Given instruction. Quote the records between the lines containing "of the woman's" and "column 202, row 118", inclusive, reproducing each line precisely.

------

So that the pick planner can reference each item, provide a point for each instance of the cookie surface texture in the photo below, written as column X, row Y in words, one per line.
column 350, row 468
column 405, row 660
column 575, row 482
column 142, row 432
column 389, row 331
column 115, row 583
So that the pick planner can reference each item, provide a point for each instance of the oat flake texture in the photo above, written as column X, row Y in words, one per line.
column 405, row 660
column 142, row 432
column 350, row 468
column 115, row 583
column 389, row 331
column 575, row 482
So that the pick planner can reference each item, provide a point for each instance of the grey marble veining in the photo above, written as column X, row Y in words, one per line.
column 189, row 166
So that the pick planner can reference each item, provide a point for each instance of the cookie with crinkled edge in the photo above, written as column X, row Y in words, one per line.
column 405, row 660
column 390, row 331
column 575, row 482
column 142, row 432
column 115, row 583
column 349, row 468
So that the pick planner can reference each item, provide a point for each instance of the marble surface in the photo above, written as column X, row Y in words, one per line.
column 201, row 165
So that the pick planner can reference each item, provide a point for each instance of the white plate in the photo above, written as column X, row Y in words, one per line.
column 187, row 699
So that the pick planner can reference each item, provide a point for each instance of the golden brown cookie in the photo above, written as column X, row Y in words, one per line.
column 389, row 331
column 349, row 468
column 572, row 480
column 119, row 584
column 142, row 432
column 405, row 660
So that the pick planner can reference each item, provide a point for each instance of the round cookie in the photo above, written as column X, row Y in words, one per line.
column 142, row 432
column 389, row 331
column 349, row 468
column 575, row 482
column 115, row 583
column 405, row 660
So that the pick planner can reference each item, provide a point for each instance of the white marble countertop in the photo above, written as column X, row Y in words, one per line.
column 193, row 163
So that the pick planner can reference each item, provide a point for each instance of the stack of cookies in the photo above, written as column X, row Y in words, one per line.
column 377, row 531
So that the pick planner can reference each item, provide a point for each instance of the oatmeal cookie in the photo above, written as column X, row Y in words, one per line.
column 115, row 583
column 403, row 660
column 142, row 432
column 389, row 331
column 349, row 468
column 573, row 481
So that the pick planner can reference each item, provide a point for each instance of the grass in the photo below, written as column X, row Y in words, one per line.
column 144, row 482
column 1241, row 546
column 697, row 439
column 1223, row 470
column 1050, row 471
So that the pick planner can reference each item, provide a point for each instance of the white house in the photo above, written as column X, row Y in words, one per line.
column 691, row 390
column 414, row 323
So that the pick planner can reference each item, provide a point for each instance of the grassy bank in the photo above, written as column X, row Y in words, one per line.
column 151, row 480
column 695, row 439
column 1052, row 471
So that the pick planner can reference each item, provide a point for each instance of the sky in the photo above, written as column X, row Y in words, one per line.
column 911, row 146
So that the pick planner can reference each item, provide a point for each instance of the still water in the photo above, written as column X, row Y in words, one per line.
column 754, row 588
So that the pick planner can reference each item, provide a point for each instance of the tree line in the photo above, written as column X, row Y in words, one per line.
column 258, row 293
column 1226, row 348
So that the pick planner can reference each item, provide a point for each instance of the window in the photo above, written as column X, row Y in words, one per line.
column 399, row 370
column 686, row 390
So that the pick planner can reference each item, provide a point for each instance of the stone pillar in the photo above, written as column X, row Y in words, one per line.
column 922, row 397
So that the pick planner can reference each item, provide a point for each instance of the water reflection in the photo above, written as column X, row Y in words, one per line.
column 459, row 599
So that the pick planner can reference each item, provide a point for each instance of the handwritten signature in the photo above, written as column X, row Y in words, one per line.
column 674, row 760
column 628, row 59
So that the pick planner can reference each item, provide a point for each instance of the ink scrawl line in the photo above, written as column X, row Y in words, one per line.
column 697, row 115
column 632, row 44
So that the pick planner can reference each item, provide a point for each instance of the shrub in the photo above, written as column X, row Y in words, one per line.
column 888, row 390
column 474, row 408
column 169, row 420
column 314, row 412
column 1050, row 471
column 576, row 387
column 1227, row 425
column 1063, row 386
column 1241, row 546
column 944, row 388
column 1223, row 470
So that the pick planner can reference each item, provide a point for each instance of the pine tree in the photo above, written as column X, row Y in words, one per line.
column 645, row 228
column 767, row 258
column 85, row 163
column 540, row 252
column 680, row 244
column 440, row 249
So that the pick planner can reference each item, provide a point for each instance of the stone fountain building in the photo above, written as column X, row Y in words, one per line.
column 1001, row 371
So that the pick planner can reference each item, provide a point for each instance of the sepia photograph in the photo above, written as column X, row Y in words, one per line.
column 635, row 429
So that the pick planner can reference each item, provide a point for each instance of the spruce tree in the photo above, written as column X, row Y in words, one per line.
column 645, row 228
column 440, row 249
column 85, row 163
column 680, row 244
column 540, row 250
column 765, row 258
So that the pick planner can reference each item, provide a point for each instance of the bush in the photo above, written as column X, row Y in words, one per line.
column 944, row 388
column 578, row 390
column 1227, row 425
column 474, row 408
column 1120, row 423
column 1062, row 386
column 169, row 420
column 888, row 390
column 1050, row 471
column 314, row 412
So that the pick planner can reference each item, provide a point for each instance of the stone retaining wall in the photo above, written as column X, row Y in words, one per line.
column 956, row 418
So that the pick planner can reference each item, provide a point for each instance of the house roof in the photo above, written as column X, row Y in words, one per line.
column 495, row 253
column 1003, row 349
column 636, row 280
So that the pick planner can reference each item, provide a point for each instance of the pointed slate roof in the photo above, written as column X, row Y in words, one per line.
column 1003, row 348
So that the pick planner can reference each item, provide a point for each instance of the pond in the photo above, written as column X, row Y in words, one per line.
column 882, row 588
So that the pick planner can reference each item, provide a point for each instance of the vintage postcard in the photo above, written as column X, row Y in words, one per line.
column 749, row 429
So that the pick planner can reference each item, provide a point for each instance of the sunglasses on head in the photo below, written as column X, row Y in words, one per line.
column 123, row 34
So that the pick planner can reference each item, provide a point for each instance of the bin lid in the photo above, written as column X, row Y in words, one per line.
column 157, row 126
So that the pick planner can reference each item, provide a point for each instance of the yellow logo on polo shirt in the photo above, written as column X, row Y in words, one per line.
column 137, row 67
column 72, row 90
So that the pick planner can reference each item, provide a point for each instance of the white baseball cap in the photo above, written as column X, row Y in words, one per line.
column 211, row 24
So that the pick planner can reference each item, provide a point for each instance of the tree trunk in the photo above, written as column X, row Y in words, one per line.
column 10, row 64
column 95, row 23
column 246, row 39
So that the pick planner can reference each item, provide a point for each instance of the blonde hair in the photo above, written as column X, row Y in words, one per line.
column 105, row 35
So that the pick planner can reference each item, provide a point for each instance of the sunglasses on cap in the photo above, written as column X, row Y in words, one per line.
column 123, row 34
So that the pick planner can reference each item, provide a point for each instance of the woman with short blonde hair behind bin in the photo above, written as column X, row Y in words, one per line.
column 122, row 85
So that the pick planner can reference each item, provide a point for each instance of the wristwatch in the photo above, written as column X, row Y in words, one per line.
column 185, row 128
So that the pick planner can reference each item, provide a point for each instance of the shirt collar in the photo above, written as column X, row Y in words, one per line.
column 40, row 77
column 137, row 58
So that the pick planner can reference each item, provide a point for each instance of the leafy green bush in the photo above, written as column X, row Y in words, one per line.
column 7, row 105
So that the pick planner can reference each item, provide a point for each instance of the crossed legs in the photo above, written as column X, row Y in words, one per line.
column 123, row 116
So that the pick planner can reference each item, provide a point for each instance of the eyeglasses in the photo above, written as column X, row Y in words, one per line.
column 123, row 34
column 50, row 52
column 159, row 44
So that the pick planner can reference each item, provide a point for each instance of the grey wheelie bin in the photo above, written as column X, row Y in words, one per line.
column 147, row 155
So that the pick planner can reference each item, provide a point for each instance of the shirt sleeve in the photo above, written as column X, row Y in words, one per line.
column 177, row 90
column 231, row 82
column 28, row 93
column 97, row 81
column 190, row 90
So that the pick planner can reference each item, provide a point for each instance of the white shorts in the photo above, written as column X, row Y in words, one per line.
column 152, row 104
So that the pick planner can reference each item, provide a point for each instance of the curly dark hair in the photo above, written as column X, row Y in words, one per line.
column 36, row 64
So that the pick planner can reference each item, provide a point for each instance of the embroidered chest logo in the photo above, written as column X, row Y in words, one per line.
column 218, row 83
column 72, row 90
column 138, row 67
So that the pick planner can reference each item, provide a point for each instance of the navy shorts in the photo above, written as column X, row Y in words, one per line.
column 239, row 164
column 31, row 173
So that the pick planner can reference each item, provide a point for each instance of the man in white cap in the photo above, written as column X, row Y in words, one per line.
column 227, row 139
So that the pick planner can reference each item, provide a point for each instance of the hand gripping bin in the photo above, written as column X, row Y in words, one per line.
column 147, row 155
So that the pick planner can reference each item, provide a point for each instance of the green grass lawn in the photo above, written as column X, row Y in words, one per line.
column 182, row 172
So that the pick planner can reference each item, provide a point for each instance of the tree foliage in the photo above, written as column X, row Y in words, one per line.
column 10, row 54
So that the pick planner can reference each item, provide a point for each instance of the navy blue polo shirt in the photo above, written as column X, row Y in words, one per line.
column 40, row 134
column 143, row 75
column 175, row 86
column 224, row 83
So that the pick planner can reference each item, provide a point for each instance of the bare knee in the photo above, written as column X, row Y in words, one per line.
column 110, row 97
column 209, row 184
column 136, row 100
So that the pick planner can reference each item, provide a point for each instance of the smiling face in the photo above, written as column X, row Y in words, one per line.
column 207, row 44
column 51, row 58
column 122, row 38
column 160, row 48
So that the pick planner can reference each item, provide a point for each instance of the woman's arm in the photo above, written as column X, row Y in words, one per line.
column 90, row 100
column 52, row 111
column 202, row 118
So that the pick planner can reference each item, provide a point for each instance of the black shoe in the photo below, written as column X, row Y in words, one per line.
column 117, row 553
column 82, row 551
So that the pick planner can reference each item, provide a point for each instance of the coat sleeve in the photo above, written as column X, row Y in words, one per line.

------

The solution.
So that the pick planner can reference each item, provide a point for each instance of the woman's arm in the photo above, written as column X, row Y in words, one per line.
column 90, row 100
column 52, row 111
column 202, row 118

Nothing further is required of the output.